Illegal, Verrat der eigenen Werte, oder zumindest sehr, sehr peinlich: Die Enthüllungen über die engen Beziehungen zwischen britischen Geheimdiensten und dem Regime von Muammar al-Gaddafi haben in Großbritannien Reaktionen zwischen Schock und peinlicher Berührung ausgelöst. Nun droht auch noch einer der mächtigsten Männer des neuen Libyens, der Militärkommandant von Tripolis, mit einer Klage.
Briten und Amerikaner sollen gewusst haben, dass Abdelhakim Belhadschs in Libyen gefoltert wurde, ihn sogar ans Messer geliefert haben. Könnte die Vergangenheit den Start der Beziehungen zwischen London und dem neuen Tripolis verderben? Großbritannien könne froh sein, wenn sich Belhadschs mit einer Entschuldigung begnüge, schrieb die britische Zeitung „The Independent“ am Dienstag.
Noch im März kooperierten die Spione
Für die einstigen Kollegen in Libyen jedenfalls kam der Sinneswandel der Briten gegenüber Gaddafi offenbar eher überraschend, glaubt man dem früheren libyschen Außenminister Abdelati Obeidi. In einem Interview mit dem Sender BBC sagte er am Dienstag, dass britische Spione noch bis März 2011 in Tripolis gewesen seien und dort mit dem Regime zusammengearbeitet hätten.
Libyen war zum wichtigen politischen und wirtschaftlichen Partner des Königreichs aufgestiegen, nachdem sich Gaddafi 2003 bereit erklärt hatte, Massenvernichtungswaffen aufzugeben. Dass auch die Geheimdienste kooperierten, verwundert nicht. Wie eng sie sich heimlich aneinander kuschelten, allerdings schon.
Besuch vom MI-5 und MI-6
„Großbritannien muss einige Fragen beantworten“, sagte Rebellenführer Belhadschs im Gespräch mit der „Times“. Nachdem er und seine Familie 2004 auf der Flucht vor Gaddafi aufgegriffen und nach Libyen zurückgebracht worden seien, habe er dort Besuch von drei Agenten des MI-5 und des MI-6 bekommen. Sie befragten ihn zu seinen Aktivitäten in der Libyan Islamic Fighting Group (LIFG), die zeitweise mit dem Terrornetzwerk Al Kaida in Verbindung stand. Er habe mit Zeichensprache angedeutet, dass er gefoltert werde. Etwas unternommen habe niemand.

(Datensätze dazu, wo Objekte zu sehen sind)
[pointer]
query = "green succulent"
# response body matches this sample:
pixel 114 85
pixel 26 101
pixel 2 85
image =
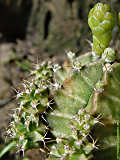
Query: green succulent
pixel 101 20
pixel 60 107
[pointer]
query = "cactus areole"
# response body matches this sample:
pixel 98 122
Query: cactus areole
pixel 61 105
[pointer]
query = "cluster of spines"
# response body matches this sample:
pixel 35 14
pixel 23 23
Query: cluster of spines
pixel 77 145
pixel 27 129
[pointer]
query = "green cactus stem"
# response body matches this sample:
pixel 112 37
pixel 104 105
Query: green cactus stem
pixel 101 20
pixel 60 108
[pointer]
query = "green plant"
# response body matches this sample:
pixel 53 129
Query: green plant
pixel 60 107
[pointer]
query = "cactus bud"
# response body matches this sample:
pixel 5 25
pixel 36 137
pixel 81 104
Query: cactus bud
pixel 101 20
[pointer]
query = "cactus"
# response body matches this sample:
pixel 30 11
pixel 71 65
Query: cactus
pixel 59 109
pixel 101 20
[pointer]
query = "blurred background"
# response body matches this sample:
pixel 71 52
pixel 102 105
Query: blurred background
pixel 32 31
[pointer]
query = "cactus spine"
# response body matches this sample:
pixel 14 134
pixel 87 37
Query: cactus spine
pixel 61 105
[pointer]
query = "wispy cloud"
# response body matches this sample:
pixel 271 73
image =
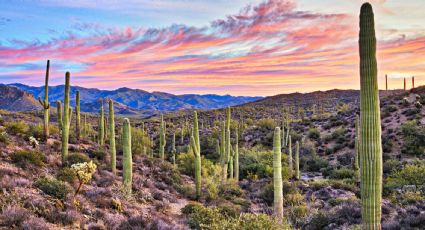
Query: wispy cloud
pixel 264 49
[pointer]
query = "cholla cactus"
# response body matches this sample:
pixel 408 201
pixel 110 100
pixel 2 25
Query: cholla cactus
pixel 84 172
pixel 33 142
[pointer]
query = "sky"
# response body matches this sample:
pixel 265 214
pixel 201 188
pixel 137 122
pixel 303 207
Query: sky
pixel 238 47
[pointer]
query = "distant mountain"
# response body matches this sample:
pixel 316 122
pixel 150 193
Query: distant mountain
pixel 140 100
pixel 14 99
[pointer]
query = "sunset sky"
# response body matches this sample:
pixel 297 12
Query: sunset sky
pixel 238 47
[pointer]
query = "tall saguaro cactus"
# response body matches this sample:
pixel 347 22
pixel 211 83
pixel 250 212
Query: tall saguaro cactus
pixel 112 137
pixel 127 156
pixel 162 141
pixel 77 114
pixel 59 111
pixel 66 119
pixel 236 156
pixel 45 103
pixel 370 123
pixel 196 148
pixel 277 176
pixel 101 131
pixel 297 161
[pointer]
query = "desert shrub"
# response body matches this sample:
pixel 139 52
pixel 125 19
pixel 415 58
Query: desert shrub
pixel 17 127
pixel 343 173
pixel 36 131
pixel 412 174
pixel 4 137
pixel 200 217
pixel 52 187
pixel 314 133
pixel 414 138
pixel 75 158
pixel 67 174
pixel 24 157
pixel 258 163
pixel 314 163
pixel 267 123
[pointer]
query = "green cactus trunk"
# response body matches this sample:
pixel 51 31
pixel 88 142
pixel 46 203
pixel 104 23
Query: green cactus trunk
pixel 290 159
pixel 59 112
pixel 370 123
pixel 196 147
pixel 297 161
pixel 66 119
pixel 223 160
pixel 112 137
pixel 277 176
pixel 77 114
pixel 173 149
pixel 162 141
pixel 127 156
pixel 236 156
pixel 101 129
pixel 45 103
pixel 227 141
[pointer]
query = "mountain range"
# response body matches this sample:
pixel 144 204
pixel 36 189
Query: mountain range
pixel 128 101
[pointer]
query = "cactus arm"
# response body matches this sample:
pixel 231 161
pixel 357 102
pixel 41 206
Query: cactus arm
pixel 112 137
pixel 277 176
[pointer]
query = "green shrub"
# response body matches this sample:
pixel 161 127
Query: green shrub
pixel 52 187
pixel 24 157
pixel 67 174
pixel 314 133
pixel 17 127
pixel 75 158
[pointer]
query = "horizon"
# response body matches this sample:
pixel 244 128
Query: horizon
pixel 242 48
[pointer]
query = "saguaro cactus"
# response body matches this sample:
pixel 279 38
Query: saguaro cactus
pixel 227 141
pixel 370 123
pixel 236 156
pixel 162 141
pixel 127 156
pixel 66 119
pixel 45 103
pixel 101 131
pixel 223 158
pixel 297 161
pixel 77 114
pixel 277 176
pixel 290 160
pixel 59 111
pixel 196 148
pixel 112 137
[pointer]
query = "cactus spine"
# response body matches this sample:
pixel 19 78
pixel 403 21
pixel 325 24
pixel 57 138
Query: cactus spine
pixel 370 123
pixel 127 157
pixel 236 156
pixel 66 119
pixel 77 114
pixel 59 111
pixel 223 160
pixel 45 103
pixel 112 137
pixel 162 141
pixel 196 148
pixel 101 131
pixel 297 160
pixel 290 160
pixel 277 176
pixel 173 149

Arbeitsauftrag = Fass den Textauszug über britische Geheimdienste und das Gaddafi-Regime in zwei Sätzen zusammen.

Die Lösung = Die Enthüllungen über enge Beziehungen britischer Geheimdienste zum Regime von Muammar al-Gaddafi haben in Großbritannien Schock und Peinlichkeit ausgelöst, und der Militärkommandant von Tripolis, Abdelhakim Belhadschs, droht nun mit einer Klage. Er sagt, nach seiner Rückführung nach Libyen 2004 hätten ihn Agenten des MI-5 und des MI-6 befragt, er habe ihnen mit Zeichensprache angedeutet, dass er gefoltert werde, doch niemand habe etwas unternommen.